*DATA TO PROCESS*:
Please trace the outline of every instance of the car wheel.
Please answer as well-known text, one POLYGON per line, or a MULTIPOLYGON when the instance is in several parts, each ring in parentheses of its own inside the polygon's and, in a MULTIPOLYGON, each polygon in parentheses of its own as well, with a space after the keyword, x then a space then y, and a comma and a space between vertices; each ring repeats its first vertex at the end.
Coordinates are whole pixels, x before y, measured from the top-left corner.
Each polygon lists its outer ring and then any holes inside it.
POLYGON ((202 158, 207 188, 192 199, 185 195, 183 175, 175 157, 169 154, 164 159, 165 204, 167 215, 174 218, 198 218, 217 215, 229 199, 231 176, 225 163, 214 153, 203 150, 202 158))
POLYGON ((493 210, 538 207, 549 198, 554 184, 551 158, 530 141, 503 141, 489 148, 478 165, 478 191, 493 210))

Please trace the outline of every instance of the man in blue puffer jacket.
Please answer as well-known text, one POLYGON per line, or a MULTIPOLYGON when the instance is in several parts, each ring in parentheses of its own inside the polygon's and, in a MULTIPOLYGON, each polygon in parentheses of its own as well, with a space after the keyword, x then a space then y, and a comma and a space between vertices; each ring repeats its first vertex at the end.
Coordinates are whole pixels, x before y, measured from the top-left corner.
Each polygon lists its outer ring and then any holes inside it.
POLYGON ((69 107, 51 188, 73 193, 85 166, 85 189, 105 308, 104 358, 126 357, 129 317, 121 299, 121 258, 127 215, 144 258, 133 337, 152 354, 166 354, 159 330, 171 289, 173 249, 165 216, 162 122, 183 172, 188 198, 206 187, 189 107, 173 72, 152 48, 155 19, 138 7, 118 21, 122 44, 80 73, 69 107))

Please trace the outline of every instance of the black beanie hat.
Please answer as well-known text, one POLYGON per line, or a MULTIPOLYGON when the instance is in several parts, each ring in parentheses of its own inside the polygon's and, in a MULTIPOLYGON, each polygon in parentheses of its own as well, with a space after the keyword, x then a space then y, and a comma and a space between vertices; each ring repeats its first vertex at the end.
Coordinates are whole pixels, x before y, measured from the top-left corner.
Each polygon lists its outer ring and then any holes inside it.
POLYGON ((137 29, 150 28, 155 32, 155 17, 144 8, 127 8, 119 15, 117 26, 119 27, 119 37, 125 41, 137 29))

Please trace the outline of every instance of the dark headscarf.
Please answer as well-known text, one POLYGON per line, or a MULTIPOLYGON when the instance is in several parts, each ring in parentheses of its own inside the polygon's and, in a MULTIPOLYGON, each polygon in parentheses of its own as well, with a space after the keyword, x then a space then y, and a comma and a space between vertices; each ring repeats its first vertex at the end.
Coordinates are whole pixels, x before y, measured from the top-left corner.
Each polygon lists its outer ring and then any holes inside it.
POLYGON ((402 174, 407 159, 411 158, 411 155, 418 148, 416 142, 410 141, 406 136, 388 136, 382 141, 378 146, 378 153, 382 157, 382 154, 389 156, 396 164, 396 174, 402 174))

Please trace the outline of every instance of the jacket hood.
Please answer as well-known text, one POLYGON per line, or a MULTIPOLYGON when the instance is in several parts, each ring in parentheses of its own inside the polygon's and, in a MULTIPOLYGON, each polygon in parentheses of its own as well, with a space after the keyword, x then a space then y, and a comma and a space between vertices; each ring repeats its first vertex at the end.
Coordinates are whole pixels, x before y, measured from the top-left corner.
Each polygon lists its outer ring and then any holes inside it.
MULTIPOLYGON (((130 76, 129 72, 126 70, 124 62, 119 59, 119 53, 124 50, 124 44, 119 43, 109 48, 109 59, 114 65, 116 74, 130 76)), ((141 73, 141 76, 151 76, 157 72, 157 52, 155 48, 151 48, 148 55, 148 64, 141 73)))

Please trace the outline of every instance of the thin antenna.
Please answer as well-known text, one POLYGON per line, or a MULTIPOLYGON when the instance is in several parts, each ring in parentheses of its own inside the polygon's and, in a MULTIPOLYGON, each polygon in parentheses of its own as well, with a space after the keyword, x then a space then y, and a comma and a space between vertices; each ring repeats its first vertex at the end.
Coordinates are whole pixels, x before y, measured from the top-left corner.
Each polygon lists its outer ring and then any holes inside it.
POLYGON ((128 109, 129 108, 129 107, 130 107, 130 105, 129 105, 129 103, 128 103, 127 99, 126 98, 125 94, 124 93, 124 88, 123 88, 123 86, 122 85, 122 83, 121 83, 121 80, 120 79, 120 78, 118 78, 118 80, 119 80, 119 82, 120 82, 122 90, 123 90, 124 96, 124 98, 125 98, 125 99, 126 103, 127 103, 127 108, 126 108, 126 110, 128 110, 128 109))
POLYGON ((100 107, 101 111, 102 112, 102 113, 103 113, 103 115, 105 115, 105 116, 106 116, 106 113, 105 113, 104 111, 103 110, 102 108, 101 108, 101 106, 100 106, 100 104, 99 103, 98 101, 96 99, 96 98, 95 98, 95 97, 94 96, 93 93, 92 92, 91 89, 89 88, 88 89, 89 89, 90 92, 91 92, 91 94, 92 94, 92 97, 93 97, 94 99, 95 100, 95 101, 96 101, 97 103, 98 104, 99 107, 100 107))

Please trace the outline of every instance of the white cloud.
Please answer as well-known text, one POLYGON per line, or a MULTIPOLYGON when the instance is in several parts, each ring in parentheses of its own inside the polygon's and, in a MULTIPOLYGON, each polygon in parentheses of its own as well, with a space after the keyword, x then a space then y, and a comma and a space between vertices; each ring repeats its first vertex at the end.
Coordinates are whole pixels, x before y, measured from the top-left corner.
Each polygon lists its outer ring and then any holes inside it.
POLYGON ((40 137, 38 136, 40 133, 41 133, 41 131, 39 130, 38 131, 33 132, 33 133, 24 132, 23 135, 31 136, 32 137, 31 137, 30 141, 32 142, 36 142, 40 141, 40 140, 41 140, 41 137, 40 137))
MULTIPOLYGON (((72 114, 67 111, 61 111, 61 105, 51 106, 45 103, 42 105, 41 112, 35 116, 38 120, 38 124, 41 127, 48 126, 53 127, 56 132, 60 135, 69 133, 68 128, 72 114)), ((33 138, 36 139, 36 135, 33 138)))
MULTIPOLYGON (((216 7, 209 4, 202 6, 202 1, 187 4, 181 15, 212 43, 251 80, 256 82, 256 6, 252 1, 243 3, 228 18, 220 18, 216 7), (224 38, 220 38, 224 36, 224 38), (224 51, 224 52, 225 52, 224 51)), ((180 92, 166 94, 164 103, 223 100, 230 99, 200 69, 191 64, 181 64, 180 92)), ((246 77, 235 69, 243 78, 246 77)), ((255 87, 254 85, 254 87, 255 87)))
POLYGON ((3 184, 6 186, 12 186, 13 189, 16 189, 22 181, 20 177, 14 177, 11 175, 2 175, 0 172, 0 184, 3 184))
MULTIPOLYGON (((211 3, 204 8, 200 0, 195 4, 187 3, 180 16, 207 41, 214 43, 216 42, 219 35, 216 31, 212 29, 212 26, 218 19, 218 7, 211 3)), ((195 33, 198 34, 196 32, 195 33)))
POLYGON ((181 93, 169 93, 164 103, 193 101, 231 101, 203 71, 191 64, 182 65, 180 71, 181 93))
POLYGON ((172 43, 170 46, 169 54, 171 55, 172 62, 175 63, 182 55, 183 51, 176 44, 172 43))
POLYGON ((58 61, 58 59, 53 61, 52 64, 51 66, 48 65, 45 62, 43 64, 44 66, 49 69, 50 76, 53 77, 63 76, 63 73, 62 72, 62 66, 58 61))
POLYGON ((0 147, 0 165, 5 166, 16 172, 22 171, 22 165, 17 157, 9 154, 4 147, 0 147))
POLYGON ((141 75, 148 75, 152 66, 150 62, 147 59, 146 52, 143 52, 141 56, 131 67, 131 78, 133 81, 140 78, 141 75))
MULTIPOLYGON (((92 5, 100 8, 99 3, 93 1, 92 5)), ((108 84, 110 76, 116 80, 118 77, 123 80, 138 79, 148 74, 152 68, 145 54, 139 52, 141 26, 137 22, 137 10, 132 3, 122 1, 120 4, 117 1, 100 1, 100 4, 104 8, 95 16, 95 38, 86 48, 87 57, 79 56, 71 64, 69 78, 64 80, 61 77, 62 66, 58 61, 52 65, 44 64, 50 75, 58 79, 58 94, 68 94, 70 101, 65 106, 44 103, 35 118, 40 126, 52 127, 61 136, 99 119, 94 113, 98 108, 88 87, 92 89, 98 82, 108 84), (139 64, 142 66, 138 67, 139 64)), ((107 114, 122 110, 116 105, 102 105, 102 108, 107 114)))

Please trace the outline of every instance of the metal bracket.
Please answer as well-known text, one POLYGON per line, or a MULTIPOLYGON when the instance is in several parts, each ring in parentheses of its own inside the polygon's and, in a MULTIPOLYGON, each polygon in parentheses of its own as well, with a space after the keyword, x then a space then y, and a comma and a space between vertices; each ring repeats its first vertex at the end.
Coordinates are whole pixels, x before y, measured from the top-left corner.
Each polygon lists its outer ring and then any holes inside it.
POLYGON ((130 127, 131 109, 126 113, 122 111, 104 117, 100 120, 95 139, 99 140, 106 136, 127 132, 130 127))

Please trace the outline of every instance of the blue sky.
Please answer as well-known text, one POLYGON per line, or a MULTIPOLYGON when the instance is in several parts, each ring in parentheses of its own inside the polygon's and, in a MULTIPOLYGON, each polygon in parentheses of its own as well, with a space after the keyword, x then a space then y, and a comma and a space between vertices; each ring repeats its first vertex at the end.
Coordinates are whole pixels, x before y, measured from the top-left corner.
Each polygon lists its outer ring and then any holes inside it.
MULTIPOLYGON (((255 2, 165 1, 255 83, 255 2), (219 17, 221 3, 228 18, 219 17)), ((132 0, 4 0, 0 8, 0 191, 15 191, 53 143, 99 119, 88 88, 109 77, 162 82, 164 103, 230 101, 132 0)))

*TASK BRIEF*:
Reproduce the data above word for word, from its first line down to and including the line that contains "POLYGON ((493 210, 538".

*FULL SOLUTION*:
Please trace the outline of every instance of the car wheel.
Please answer as well-known text, one POLYGON per line, or a MULTIPOLYGON when the instance is in several parts, each ring in parentheses of its own inside the polygon's and, in a MULTIPOLYGON, each polygon in parentheses of its own as well, with a space after the keyword, x then a space then y, and a comma and a space between vertices; each ring repeats its first vertex at the end.
Coordinates are whole pixels, x before y, measured from the top-left corner.
Each polygon lists its outer ring and then any holes inside it.
POLYGON ((202 158, 207 188, 192 199, 185 195, 183 175, 175 157, 169 154, 164 159, 165 204, 167 215, 174 218, 198 218, 217 215, 229 199, 231 176, 225 163, 214 153, 203 150, 202 158))
POLYGON ((493 210, 538 207, 549 198, 554 184, 551 158, 530 141, 503 141, 489 148, 478 165, 478 191, 493 210))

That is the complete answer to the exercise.